WORK REQUEST: The full set of entries needs to be reproduced exactly.

==== MATERIALS PROVIDED ====

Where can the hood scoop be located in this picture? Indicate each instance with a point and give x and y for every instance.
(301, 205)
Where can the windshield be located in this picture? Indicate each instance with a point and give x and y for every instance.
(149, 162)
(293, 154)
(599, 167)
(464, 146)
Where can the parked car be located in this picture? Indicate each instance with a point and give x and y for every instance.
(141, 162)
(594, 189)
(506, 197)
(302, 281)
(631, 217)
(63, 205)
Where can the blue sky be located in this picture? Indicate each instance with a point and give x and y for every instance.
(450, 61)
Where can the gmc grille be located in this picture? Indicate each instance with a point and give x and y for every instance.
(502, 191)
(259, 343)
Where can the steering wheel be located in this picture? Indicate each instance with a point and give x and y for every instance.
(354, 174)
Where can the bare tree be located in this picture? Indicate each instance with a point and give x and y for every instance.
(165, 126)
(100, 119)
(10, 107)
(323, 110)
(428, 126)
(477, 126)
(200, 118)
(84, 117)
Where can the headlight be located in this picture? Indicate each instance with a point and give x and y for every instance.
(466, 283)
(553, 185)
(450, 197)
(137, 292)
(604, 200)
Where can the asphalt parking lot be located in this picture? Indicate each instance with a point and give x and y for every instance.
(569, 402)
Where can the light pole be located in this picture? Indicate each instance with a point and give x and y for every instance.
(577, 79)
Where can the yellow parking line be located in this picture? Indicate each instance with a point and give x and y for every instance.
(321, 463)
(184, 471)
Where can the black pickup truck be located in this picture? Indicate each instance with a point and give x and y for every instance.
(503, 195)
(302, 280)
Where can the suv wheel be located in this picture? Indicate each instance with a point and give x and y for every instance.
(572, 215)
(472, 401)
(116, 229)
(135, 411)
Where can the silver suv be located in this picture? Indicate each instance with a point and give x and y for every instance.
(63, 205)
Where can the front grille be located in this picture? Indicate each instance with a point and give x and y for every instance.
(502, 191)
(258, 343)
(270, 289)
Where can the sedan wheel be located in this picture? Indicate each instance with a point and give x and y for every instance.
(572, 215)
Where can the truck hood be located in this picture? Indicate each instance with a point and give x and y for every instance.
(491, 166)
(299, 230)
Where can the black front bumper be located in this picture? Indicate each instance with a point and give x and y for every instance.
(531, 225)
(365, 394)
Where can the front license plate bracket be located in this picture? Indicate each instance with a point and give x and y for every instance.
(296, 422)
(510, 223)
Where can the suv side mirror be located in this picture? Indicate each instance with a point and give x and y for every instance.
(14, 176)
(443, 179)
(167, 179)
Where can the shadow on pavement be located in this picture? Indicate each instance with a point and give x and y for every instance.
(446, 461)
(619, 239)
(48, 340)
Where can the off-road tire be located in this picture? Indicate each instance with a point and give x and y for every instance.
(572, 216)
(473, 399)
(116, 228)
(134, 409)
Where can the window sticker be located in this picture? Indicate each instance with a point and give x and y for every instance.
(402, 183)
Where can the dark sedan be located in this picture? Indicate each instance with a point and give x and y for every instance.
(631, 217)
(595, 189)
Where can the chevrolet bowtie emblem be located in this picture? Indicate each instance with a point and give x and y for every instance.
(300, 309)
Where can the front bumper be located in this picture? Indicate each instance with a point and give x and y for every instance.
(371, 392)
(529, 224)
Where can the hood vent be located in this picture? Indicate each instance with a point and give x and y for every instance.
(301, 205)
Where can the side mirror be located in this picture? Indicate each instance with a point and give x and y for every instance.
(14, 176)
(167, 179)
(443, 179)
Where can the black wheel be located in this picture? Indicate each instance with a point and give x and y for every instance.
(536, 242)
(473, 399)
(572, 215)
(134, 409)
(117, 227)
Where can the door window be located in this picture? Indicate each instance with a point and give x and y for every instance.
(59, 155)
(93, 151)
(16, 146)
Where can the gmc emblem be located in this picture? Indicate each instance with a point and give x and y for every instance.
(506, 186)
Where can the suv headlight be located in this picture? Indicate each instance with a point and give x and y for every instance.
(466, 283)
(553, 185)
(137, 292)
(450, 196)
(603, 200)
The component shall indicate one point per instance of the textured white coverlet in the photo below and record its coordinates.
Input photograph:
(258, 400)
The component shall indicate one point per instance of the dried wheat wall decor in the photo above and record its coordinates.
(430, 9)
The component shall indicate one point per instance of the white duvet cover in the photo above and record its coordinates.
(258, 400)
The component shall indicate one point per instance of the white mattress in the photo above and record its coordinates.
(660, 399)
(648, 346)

====

REPLY TO THE TASK:
Where can the hood scoop be located in this picture? Indicate each instance with a point and give x and y for every instance.
(301, 205)
Where can the windshield be located in this picture? Indicate each instance with a point and give x and y for every instance.
(149, 162)
(293, 154)
(599, 167)
(464, 146)
Where can the parked car be located in this picture? Indicate each instance with a point and give x and y for every instance.
(141, 162)
(594, 189)
(506, 197)
(302, 281)
(631, 217)
(63, 205)
Where can the blue sky be located in this picture? Indicate each instance with a point and give x and y for every instance.
(450, 61)
Where can the gmc grille be located in this picture? Indicate each instance with a point and give x and y for every instance.
(502, 191)
(259, 343)
Where can the steering wheel be located in this picture? Indicate each instance with a point and give x and y for every instance.
(354, 174)
Where can the bare tree be located in this picture? Indicate each instance with a point and give x and y for every instance.
(165, 126)
(100, 119)
(10, 107)
(323, 110)
(428, 126)
(477, 126)
(200, 118)
(84, 117)
Where can the headlight be located in this picture? Indicate each instance with a point and give x and y for every instance.
(466, 283)
(553, 185)
(450, 197)
(137, 292)
(604, 200)
Where can the asphalt parking lot be located in this picture? Indicate each instance with a point and give x and y for every instance.
(569, 402)
Where can the light pole be located in this picture? Indicate each instance with a point and give x and y for every instance.
(577, 79)
Where can the yellow parking line be located in this picture? Indicate each instance with a point and give x and y for every instance.
(321, 463)
(184, 471)
Where can the black pickup truck be located in this picture? Indicate each instance with a point and give x and y for every instance.
(503, 195)
(302, 280)
Where can the suv wheel be located in this picture? Indicate each instance with a point and give x and y for every instance.
(572, 215)
(472, 401)
(116, 229)
(135, 411)
Where can the silver suv be located in this picture? Indicate each instance with a point and give x and y for every instance.
(63, 205)
Where can the front grille be located in this picture? Indicate each instance with a point and give x and y for every instance.
(502, 191)
(258, 343)
(270, 289)
Where can the sedan wheel be located in this picture? Indicate each instance with a point and give x and y for every instance.
(572, 215)
Where can the truck hood be located in this picture? Indicate each instance with a point and give x and y for every instance.
(491, 166)
(299, 230)
Where can the black front bumper be located in this picture? Indicate each instance with a point and give x and y for every instance.
(531, 225)
(365, 394)
Where can the front license plate bracket be located in this picture? Indicate each instance with a point and give x and y for every instance.
(296, 422)
(510, 223)
Where can the suv side mirror be located in this picture? Indicate each instance with a point and give x and y for every instance.
(14, 176)
(443, 179)
(167, 179)
Where can the shadow on pavement be located in this picture? Indicate each instance with a point and give x and y for every instance.
(446, 461)
(619, 239)
(48, 340)
Where can the off-road tire be located in this picture? Indicate each instance with a point and give x and y for every instance.
(572, 216)
(473, 399)
(116, 228)
(134, 409)
Where can the window sticker be located in this picture? Indicate each instance with a point and give x and y for every instance.
(402, 183)
Where can the dark sedan be located in this picture? Indicate each instance with a point and give x and y for every instance.
(631, 217)
(595, 189)
Where can the chevrolet bowtie emblem be located in this picture? Indicate each instance with a point and give x and y for every instance.
(300, 309)
Where can the front bumper be located in this picture? Indicate each instance with a point and give x and y for every instance.
(371, 392)
(529, 224)
Where can the hood vent be located in this picture? Indicate each instance with a point and give x and y for every instance.
(301, 205)
Where can the side mirror be located in this picture? Indicate each instance with a point and give x and y for every instance.
(14, 176)
(167, 179)
(443, 179)
Where can the black wheel be located in this picture? Indicate each instance with a point and give x and y for every instance.
(536, 242)
(473, 399)
(572, 215)
(134, 409)
(117, 227)
Where can the door window be located in this picture? Indicate each instance with a point and give x and y for every instance.
(59, 155)
(93, 151)
(16, 146)
Where can the gmc emblem be located in this picture? Indicate each instance with a point and give x and y for every instance.
(506, 186)
Where can the suv headlight be located in this picture? Indicate each instance with a point and give x and y for every instance.
(466, 283)
(553, 185)
(137, 292)
(450, 196)
(603, 200)
The component shall indicate one point per instance of the textured white coverlet in the photo below and record its coordinates.
Input photograph:
(258, 400)
The component shall indicate one point per instance of the dried wheat wall decor in the photo above and record its coordinates.
(430, 9)
The component shall indicate one point per instance of the white duvet cover in the photo above and record its coordinates.
(258, 400)
The component shall indicate one point per instance of the white mattress in the photo above and record its coordinates.
(660, 399)
(648, 346)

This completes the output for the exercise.